__Tasks__
A. Answer these from the essay about students caught cheating on a test:
(i) How many years into a teaching career is the writer?
(ii) When the Principal asked about the response at home, what did the boys say their parents would do?
(iii) What happened to the Principal's acquaintance who was caught cheating on an exam?
B. Carry on the essay about students caught cheating on a test, starting after its last sentence.

__Selected text__
━━━━━━━━━━━━━━━━━━━━
Well, this much I know for sure: the world of education is a wonderous place. And by wonderous, I mean that I’m beginning to realize there will never be a point when I cease to wonder about situations that seem so basic as to be trite, but still open up broad and fascinating pedagogical questions for me, even 8 years into my teaching career.
This week, a situation arose in which some students were cheating on a test. Simple, right? At this point, I’ve been through the scenario so many times that my response should be pre-programmed and my actions devoid of thought. But it wasn’t so simple…
To begin, all three students are known amongst our small community for being engaged students who are well-liked by the faculty and students alike. They often go above-and-beyond with extra projects, attempting to breathe even more life into our community by encouraging students to join extra-curricular groups like Student Government and the Athletic Teams, or by creating aquaponics systems inside classrooms (with teacher approval and support) that spark curiosity amongst our entire community. However, they are also all good at bending rules to their will often; in some cases, it sparks positive changes or innovations in our community that wouldn’t have been possible without somebody to ‘shake things up.’ In other cases, though, it serves to more deeply entrench their senses of entitlement.
Now, this is the part of my narrative where I am not holding back – just calling it as I see it. The truth of the matter is that modern students, especially those deriving from middle-class families, are coming of age in a completely different way than many of those of us over 30. On top of the Customer-Servicing World, the changing values of The Three Adults, the lack of opportunities for boredom, many of these students also don’t have many ‘carrots’ to chase after. I mean to say that they still get to drive the expensive cars that their parents gave them even if they get in trouble (or crash it… then the parents just replace it), they still get to go home and choose to play video games before completing homework if they’d like, and they still roll into school in the morning with Starbucks lattes in hand and eat a Chipotle burrito with chips, guacamole, and a large drink for lunch. Simply put, they are used to getting what they want in the moment they want it, or at least soon after.
Our boys in question are certainly in this situation. While in the ‘hot seats’ after being brought into the office when the cheating was discovered, our Principal asked the boys what they thought the response would be at home from this situation. They answered that their parents ‘would have a conversation with them.’
“A conversation? I meant what are the punishments that you will receive?”
They didn’t seem to understand – the conversation was the punishment. When asked if their car would be taken away, if they would be grounded, if they would no longer be allowed to go skiing every weekend at the expensive resorts they frequent, there was shock that such things would even be suggested. Our Principle related to them that he didn’t think they understood the severity of such an infraction – one of his acquaintances was kicked out of college on the day he was caught cheating on an exam with no refund on tuition or further discussion.
The issue here brings up two interesting pedagogical questions for me as an educator. The first is “Does the path to mastery of necessary academic skills and creation of intrinsic motivation benefit from or require the ‘Carrots and Sticks’ approach until the pupil has reached true adulthood?” In other words, is Skinner’s ‘Operant Conditioning’ model still useful as one of many decision-making heuristics for parents and educators until the student reaches full adulthood?
━━━━━━━━━━━━━━━━━━━━
__Dataset excerpts__
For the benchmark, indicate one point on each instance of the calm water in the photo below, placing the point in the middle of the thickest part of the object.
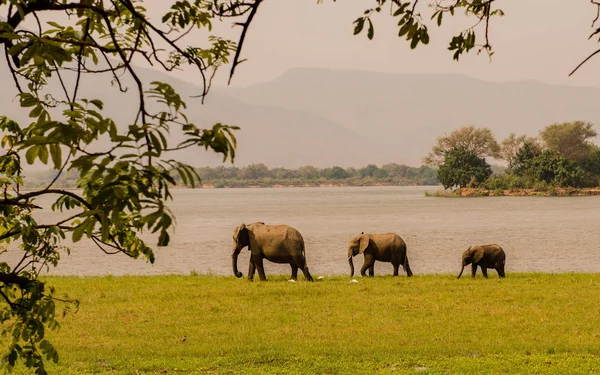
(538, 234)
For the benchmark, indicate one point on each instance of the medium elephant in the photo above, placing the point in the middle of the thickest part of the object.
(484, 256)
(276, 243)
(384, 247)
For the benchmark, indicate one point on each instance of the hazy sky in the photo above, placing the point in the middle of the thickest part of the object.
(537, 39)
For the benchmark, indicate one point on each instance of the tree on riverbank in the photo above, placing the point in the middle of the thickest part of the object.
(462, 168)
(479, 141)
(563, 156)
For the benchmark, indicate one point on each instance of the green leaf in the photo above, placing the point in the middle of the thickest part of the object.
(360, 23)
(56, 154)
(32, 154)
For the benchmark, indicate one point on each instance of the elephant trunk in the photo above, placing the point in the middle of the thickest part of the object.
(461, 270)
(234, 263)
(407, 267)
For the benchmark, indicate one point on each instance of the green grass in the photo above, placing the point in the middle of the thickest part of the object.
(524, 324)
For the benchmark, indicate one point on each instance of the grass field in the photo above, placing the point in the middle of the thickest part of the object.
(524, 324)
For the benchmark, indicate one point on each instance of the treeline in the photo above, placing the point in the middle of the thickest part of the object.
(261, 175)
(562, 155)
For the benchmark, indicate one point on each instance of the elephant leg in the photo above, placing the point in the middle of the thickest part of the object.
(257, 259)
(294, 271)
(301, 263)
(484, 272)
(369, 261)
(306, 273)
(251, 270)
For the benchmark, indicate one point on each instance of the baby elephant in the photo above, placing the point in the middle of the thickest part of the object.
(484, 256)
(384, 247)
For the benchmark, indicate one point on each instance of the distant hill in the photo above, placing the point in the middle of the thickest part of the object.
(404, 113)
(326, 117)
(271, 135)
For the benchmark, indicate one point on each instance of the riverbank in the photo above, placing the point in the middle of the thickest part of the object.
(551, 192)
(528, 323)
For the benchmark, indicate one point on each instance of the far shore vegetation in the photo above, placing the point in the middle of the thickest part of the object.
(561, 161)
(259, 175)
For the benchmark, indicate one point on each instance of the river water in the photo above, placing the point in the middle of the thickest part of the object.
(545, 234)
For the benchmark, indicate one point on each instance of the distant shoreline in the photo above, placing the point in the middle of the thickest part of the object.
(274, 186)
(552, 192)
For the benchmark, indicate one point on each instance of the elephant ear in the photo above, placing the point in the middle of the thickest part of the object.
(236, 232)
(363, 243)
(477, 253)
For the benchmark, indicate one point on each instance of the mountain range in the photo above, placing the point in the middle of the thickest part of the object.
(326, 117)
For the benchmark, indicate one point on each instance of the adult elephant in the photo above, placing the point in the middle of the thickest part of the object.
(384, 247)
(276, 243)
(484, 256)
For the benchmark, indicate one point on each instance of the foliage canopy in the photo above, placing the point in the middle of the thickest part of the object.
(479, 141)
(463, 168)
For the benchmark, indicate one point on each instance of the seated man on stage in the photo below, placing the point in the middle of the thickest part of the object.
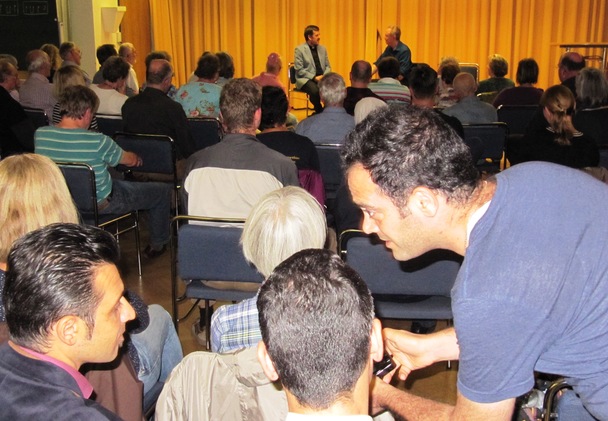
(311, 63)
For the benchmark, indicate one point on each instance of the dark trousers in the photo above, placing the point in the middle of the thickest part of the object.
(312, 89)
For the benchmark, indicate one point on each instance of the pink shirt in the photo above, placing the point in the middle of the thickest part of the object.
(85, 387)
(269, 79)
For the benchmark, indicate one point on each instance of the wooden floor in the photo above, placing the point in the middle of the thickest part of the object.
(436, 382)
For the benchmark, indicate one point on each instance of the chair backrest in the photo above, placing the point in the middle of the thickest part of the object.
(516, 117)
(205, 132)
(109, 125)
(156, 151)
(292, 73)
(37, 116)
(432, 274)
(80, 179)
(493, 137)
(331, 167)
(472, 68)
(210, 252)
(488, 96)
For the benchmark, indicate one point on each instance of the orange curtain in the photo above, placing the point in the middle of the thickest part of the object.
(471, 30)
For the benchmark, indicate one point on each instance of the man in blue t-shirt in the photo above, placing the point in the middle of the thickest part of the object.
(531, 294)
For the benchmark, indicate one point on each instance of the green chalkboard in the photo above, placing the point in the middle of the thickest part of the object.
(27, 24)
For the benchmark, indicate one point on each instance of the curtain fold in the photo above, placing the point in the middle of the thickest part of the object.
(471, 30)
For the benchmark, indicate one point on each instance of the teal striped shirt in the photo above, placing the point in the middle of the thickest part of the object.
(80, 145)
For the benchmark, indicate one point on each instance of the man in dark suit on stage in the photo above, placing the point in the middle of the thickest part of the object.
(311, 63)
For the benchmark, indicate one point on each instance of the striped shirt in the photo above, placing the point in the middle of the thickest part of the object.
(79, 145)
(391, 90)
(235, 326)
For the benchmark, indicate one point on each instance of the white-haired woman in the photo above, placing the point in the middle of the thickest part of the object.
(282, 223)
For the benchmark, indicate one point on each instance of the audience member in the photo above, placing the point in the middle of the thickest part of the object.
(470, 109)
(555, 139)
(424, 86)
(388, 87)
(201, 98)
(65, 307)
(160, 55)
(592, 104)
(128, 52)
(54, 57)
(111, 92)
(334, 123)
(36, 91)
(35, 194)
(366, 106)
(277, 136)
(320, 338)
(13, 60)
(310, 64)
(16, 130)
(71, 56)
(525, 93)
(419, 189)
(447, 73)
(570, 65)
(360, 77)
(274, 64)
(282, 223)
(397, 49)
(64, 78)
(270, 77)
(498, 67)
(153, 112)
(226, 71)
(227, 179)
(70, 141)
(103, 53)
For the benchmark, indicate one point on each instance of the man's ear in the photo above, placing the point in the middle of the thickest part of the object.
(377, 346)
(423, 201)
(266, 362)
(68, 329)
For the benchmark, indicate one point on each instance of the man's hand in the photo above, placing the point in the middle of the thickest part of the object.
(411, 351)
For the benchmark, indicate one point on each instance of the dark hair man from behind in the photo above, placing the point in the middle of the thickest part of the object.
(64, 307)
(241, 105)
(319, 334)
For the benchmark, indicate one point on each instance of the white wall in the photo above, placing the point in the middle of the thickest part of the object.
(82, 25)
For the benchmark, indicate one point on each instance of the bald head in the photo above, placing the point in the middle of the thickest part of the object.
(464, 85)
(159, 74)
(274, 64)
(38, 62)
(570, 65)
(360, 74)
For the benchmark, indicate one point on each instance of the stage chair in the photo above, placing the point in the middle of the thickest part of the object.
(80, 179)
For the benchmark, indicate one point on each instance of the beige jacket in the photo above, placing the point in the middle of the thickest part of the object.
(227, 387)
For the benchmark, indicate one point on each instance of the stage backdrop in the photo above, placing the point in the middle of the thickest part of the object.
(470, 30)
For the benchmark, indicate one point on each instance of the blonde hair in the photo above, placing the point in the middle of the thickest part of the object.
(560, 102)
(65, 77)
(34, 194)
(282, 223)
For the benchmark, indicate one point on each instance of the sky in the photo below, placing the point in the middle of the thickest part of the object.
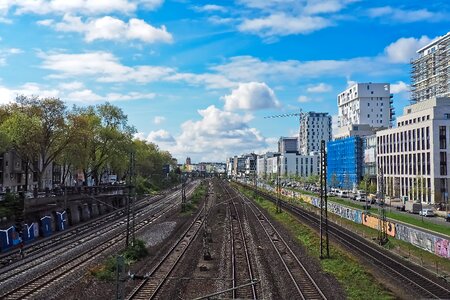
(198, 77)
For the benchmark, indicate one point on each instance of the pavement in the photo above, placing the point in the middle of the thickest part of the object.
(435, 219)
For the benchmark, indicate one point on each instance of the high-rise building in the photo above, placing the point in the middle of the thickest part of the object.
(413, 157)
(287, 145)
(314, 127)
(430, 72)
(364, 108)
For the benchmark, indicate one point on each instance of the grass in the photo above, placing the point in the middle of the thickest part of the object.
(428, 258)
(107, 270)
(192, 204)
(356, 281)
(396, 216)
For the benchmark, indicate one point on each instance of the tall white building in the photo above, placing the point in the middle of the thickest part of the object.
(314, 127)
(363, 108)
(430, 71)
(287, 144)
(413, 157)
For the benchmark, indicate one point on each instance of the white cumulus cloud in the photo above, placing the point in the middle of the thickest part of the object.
━━━━━━━━━━━━━━━━━━━━
__Results by task__
A.
(i) 8 years.
(ii) They said their parents "would have a conversation with them."
(iii) He was kicked out of college on the day he was caught, with no refund on tuition and no further discussion.

B.
The second question revolves around the fact that we know that positive relationships with an adult – whether a parent, teacher, or other mentor – improve student performance and development. This fact can contrast the ‘Carrots and Sticks’ model because if the student-teacher relationship is based completely in rewards and punishments that are objective and decided upon in an environment devoid of emotion or personal connection, students will not have positive relationships with us. Yet, too far down this path and do we potentially have students who grow up to simply be entitled, lack academic skills, and don’t enjoy learning anyways.
You may be able to predict that my personal opinions as to the answers is that our process must lie somewhere in between these two methods, but that the key lies in creating individual parents and educators developing skill with their mental heuristics that determine the decision-making process.
Let’s start with the first question, which in my mental schema really stems from the methods of compulsory schooling that those of us in our 30’s, 40’s, 50’s, or even 60’s experienced*. We had a comparatively low amount of choice involved in our education and a high amount of structure. I know this is a gross generalization, but it’s true, right? How many of us still have nightmares (even today!) about showing up late to a class or an after-school sports practice? We sort of figured out ‘how to play the game’ efficiently by learning what actions had negative (unfavorable) consequences and what actions had the opposite. Thus, we did what we were told for the most part, got rewards and punishments that influenced the frequency with which we would make similar future decisions, and turned out ‘fine,’ right? But we also all understand that these educational norms certainly had a vast amount of territory that could be improved upon in terms of maintaining a love-of-learning lasting into adulthood and creating intrinsic motivation.
My father, now in his 60’s, had a reason to excel in school – he wanted to ‘make it.’ He wanted to transcend the trappings of the lower-middle class way of life, to leave the town he was born in to start a life in a place of his choosing, and to never have to spend so much time and energy worrying about money. That gave him reason and purpose enough to stick with the structure and create goals that schooling would allow him to achieve. My students that I caught cheating on the test… well, they already have a pretty awesome life! Why should they want to invest in a highly structured education like he did**? Instead, we need to spend more time as educators thinking about how to ‘hook’ them, which brings us further toward question #2. The upside to ‘hooking’ them is that we now can have a shot at producing a lifelong love-of-learning and intrinsic motivation. However, another consideration open to debate is that the ‘Carrots-and-Sticks’ model that I am using to grossly generalize the educational style of my father’s generation is very clear – it’s cut and dry for educators. The ‘new’ educational style, on the other hand, requires that we consider a LOT more variables and make subjective, individualized decisions based on only those variables that we are able to ‘place a finger on,’ so to speak, at the time we make them.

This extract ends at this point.